- Exercise directions
Among the entries, which lines carry the string "brown"? Copy every one.

- Dataset records

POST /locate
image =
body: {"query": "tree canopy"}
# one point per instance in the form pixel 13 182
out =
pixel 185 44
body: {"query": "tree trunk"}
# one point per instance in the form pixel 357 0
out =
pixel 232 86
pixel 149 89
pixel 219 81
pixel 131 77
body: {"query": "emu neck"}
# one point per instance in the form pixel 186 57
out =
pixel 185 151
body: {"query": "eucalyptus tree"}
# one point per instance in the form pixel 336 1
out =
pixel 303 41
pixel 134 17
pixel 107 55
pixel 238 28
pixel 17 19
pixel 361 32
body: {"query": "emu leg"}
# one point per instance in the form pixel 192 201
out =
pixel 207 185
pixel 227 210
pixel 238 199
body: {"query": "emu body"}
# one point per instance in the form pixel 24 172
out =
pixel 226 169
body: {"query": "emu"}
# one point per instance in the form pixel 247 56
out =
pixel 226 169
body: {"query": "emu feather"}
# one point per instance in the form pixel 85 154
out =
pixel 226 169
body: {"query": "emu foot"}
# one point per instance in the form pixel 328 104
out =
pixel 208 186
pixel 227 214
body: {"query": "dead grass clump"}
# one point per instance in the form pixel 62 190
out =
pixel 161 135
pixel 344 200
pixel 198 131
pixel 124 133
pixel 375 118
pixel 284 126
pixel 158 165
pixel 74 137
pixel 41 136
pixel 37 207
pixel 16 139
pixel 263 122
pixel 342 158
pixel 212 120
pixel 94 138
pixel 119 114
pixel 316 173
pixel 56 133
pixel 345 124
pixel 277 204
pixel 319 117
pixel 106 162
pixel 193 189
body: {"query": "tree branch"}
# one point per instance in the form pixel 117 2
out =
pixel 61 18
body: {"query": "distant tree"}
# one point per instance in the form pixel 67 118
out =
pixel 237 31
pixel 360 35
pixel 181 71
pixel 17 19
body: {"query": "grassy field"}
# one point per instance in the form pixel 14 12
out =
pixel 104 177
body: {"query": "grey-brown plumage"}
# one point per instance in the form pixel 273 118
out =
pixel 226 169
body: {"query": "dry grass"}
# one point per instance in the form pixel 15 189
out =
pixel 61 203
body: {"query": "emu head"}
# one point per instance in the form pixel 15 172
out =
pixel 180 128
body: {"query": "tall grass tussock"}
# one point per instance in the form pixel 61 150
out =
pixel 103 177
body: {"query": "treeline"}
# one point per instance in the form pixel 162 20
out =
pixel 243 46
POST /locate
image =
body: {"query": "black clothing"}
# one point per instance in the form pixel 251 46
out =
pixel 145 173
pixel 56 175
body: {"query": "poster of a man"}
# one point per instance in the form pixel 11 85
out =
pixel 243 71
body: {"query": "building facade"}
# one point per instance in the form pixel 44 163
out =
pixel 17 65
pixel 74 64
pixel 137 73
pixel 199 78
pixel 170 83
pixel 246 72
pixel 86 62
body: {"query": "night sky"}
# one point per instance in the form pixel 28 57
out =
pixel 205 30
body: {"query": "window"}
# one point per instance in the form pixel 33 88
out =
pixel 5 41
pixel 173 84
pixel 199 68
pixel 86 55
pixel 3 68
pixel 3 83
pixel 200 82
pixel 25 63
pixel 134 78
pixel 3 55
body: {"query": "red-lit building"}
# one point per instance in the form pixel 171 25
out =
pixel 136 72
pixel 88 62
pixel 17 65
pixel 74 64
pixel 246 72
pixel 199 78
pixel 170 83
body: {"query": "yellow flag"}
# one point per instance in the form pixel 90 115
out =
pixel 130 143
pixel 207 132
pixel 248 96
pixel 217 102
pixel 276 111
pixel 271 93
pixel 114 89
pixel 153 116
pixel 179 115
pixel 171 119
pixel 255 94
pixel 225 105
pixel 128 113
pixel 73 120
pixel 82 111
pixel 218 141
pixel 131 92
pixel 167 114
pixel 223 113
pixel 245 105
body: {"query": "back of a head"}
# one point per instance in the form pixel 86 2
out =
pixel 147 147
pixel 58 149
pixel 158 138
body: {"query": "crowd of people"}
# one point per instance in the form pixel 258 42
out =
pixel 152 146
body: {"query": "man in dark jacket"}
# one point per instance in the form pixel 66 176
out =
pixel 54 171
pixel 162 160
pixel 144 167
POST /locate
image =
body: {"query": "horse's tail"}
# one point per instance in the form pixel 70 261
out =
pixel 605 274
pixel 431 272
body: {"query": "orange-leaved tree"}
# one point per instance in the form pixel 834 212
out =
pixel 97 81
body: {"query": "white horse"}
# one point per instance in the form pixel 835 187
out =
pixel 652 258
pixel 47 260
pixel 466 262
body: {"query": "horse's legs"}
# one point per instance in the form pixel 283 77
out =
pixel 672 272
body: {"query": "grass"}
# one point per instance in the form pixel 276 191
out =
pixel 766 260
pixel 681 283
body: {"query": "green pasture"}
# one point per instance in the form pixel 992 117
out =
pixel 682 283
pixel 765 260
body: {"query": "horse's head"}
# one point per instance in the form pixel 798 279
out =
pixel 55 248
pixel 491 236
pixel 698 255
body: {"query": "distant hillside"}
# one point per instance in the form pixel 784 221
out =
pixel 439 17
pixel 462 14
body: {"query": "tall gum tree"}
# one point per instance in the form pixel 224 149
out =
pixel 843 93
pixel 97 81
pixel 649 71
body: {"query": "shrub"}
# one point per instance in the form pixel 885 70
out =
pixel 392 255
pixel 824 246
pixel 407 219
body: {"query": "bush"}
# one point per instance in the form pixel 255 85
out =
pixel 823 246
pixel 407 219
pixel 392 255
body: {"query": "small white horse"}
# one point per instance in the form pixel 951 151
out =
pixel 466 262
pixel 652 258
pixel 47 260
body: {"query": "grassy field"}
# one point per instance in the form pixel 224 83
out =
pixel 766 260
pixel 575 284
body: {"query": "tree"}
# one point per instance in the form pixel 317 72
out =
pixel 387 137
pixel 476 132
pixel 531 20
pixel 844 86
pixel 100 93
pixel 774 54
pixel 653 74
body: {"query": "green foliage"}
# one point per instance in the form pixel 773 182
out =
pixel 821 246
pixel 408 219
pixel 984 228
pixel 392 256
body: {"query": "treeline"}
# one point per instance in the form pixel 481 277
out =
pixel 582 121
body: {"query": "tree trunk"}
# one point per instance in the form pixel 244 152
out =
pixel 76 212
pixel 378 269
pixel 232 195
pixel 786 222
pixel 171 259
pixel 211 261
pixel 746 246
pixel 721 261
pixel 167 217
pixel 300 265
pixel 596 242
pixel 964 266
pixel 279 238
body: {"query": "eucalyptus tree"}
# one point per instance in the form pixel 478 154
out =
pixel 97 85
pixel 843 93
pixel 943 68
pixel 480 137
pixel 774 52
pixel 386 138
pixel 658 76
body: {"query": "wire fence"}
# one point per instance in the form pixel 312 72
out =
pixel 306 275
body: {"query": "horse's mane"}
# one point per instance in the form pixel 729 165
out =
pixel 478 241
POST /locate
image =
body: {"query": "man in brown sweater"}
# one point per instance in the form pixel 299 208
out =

- Answer to this task
body: {"query": "grey-brown plumage"}
body: {"query": "man in brown sweater"}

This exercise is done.